YORKVILLE — Irving Farm Coffee Roasters is taking its name literally. 

The Third Avenue coffee shop will feature food culled from local farms, including fresh honey, hand-picked veggies, antibiotic-free cheeses and meats, for members starting in June.

Local Roots NYC — a community-supported agriculture organization with 22 marketplaces across the city — is returning to the shop 1424 Third Ave., at East 81st Street, after an initial stint there during the winter.

Those who sign up for the summer CSA program will be able to pick up organic groceries weekly starting  June 6, between 4:30 and 6:30 p.m., through Aug. 22.

The produce comes from farms within 250 miles of the city, including New Jersey, upstate Pennsylvania and Connecticut, the CSA's website says.

The grocery menu includes veggies like kale, eggplant and tomatoes from Pennsylvania's Taproot Farm, and New York's Roxbury and Sun Sprout farms; berries and sweet peaches from Wilklow Orchards in New York; and pasture-raised meat from Fleisher's Craft Butchery, which has locations in the tri-state area, among other goods.

Those who sign up will be given what is available at the farms that week, but patrons will sometimes be able to choose between items when there's a bounty, the website says.
★ ★ ★ ★ ★ ★ ★
> STATED TASK
Pick up the article about the Local Roots NYC farm share at Irving Farm Coffee Roasters and continue it from its last sentence.

Excerpts of location-labeling data:
★ ★ ★ ★ ★ ★ ★
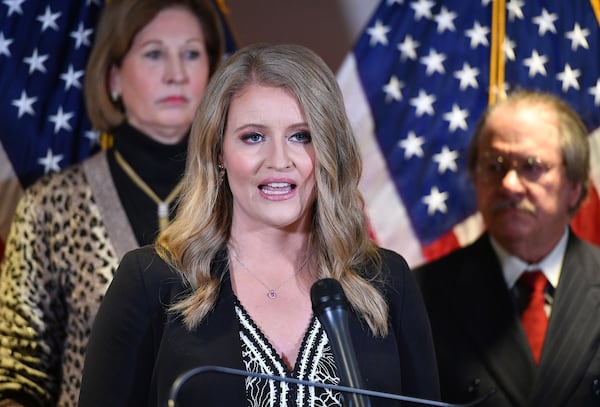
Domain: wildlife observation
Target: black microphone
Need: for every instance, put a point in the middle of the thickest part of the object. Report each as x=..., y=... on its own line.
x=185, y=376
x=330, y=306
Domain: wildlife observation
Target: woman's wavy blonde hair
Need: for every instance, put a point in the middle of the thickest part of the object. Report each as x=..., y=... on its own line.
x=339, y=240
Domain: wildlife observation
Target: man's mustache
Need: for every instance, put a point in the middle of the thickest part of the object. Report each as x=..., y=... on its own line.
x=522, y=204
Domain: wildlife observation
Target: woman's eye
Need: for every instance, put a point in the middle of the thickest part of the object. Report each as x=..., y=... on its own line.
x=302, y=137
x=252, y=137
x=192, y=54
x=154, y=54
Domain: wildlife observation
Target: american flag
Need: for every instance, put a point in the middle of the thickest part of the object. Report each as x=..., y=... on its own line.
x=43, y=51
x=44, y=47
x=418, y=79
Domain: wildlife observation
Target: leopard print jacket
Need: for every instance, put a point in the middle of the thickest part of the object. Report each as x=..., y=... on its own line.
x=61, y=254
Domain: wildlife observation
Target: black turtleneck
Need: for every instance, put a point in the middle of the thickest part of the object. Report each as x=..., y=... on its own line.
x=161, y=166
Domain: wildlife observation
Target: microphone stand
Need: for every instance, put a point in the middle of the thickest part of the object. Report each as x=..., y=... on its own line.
★ ★ ★ ★ ★ ★ ★
> ANSWER TO THE TASK
Until then, on certain Tuesday and Friday mornings, Local Roots will bring samples and information to share with the community at the coffee shop.

"We love being a part of the neighborhood we are in, and we have a wonderful relationship with Local Roots," said Maura Hehir, a spokeswoman for Irving Farm. "We love supporting local goods, be that through our pastry vendors, our beer and wine, or our offering our cafés as pickup centers for a Farm Share and Community Supported Fishery (Fulton Fish Market, who we also work with)."

All of Irving Farm's dishes, which are made in-house, use ingredients from companies in the Northeast. Its coffee, which is roasted at Irving Farm’s upstate roastery and then shipped to its five Manhattan stores, comes from farms in Ethiopia, El Salvador, Honduras and Nicaragua.

Costs for the CSA range from $252 for the whole summer (or $21 per pickup) for vegetables only to $330 for the summer (or $55 per pickup) for meats.